INPUT

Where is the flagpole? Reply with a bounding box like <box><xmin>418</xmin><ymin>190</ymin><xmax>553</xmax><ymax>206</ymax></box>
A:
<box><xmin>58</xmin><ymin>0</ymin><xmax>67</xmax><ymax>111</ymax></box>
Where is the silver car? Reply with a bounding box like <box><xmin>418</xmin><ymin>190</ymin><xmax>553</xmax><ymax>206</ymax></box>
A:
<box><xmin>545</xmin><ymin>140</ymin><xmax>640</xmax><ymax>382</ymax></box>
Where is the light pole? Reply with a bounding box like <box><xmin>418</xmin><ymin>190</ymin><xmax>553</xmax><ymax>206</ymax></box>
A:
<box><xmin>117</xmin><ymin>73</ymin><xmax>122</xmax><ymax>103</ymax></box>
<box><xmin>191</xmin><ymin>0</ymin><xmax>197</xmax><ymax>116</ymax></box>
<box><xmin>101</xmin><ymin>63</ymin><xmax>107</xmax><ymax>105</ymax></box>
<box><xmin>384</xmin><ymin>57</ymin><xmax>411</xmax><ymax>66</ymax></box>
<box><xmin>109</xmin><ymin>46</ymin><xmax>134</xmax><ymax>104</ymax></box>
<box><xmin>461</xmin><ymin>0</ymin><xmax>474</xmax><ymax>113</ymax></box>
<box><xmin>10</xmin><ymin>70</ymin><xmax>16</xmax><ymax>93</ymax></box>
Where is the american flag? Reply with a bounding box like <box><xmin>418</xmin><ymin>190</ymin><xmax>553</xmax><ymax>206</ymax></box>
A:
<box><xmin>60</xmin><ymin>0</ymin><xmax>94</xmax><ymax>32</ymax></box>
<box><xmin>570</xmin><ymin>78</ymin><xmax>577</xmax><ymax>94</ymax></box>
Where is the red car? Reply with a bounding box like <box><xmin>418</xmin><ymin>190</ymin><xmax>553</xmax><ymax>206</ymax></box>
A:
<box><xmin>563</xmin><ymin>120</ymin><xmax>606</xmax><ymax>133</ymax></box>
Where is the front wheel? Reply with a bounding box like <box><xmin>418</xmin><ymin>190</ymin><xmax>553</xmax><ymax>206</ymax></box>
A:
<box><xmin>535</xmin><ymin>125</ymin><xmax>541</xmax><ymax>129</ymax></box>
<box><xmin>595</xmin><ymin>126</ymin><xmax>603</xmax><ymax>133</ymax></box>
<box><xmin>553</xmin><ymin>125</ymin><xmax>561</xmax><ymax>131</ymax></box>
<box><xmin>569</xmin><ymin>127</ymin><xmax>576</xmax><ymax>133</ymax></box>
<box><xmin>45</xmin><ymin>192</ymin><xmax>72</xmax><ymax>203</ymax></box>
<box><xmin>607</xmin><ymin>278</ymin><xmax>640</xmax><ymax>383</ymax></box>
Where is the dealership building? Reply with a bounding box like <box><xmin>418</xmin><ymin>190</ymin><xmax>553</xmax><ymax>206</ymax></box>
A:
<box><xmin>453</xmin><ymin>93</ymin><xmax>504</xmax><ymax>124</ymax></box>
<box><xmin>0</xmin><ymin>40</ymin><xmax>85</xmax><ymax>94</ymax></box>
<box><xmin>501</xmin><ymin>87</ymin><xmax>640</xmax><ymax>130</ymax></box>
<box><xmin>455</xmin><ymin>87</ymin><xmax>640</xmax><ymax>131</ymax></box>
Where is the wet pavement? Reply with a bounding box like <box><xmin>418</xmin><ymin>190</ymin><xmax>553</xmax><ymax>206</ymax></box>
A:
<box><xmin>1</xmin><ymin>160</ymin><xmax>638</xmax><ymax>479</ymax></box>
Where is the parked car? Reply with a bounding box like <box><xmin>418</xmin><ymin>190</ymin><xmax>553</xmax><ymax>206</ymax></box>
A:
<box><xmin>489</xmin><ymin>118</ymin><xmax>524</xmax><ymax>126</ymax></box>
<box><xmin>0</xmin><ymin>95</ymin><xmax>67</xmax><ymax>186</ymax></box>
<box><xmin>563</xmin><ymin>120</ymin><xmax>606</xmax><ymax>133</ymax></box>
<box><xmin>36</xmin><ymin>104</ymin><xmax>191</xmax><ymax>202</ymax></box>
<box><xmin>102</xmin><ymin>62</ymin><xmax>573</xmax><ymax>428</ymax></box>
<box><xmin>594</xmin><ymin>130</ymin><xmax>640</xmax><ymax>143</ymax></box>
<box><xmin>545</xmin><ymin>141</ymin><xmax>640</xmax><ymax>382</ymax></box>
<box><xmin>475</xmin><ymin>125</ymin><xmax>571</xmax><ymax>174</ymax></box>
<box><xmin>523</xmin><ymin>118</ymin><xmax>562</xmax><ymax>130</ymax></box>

PROBLEM
Could you retype all of the entries exactly, leaving none out?

OUTPUT OF THE EXERCISE
Where is the flagpole? Reply with a bounding box like <box><xmin>418</xmin><ymin>190</ymin><xmax>553</xmax><ymax>206</ymax></box>
A:
<box><xmin>58</xmin><ymin>0</ymin><xmax>67</xmax><ymax>111</ymax></box>
Where is the silver car? Reply with a bounding box like <box><xmin>418</xmin><ymin>190</ymin><xmax>553</xmax><ymax>206</ymax></box>
A:
<box><xmin>545</xmin><ymin>140</ymin><xmax>640</xmax><ymax>382</ymax></box>
Where is the light pole? Reply with a bounding box like <box><xmin>418</xmin><ymin>190</ymin><xmax>553</xmax><ymax>206</ymax></box>
A:
<box><xmin>117</xmin><ymin>73</ymin><xmax>122</xmax><ymax>103</ymax></box>
<box><xmin>191</xmin><ymin>0</ymin><xmax>197</xmax><ymax>116</ymax></box>
<box><xmin>101</xmin><ymin>63</ymin><xmax>107</xmax><ymax>105</ymax></box>
<box><xmin>384</xmin><ymin>57</ymin><xmax>411</xmax><ymax>66</ymax></box>
<box><xmin>109</xmin><ymin>46</ymin><xmax>134</xmax><ymax>104</ymax></box>
<box><xmin>461</xmin><ymin>0</ymin><xmax>474</xmax><ymax>113</ymax></box>
<box><xmin>10</xmin><ymin>70</ymin><xmax>16</xmax><ymax>93</ymax></box>
Where is the american flag? Reply with a bounding box like <box><xmin>418</xmin><ymin>190</ymin><xmax>553</xmax><ymax>206</ymax></box>
A:
<box><xmin>60</xmin><ymin>0</ymin><xmax>94</xmax><ymax>32</ymax></box>
<box><xmin>570</xmin><ymin>78</ymin><xmax>577</xmax><ymax>94</ymax></box>
Where is the red car? Reply with a bounding box like <box><xmin>418</xmin><ymin>190</ymin><xmax>553</xmax><ymax>206</ymax></box>
A:
<box><xmin>563</xmin><ymin>120</ymin><xmax>606</xmax><ymax>133</ymax></box>
Where is the front wheel? Reply with a bounding box like <box><xmin>418</xmin><ymin>190</ymin><xmax>553</xmax><ymax>206</ymax></box>
A:
<box><xmin>535</xmin><ymin>125</ymin><xmax>541</xmax><ymax>129</ymax></box>
<box><xmin>595</xmin><ymin>126</ymin><xmax>603</xmax><ymax>133</ymax></box>
<box><xmin>553</xmin><ymin>125</ymin><xmax>561</xmax><ymax>131</ymax></box>
<box><xmin>569</xmin><ymin>127</ymin><xmax>576</xmax><ymax>133</ymax></box>
<box><xmin>45</xmin><ymin>192</ymin><xmax>72</xmax><ymax>203</ymax></box>
<box><xmin>607</xmin><ymin>278</ymin><xmax>640</xmax><ymax>383</ymax></box>
Where is the dealership building? Reply with a bounding box like <box><xmin>418</xmin><ymin>190</ymin><xmax>553</xmax><ymax>206</ymax></box>
A:
<box><xmin>453</xmin><ymin>93</ymin><xmax>504</xmax><ymax>124</ymax></box>
<box><xmin>0</xmin><ymin>40</ymin><xmax>85</xmax><ymax>94</ymax></box>
<box><xmin>501</xmin><ymin>87</ymin><xmax>640</xmax><ymax>130</ymax></box>
<box><xmin>455</xmin><ymin>87</ymin><xmax>640</xmax><ymax>131</ymax></box>
Where is the wet pavement? Reply with a bounding box like <box><xmin>418</xmin><ymin>190</ymin><xmax>553</xmax><ymax>206</ymax></box>
A:
<box><xmin>1</xmin><ymin>160</ymin><xmax>638</xmax><ymax>479</ymax></box>
Where is the parked car? Reply with a bounding box like <box><xmin>418</xmin><ymin>190</ymin><xmax>553</xmax><ymax>206</ymax></box>
A:
<box><xmin>489</xmin><ymin>118</ymin><xmax>524</xmax><ymax>126</ymax></box>
<box><xmin>0</xmin><ymin>95</ymin><xmax>67</xmax><ymax>186</ymax></box>
<box><xmin>563</xmin><ymin>120</ymin><xmax>606</xmax><ymax>133</ymax></box>
<box><xmin>36</xmin><ymin>104</ymin><xmax>191</xmax><ymax>202</ymax></box>
<box><xmin>102</xmin><ymin>62</ymin><xmax>573</xmax><ymax>428</ymax></box>
<box><xmin>594</xmin><ymin>130</ymin><xmax>640</xmax><ymax>143</ymax></box>
<box><xmin>545</xmin><ymin>141</ymin><xmax>640</xmax><ymax>382</ymax></box>
<box><xmin>475</xmin><ymin>125</ymin><xmax>571</xmax><ymax>174</ymax></box>
<box><xmin>523</xmin><ymin>118</ymin><xmax>562</xmax><ymax>130</ymax></box>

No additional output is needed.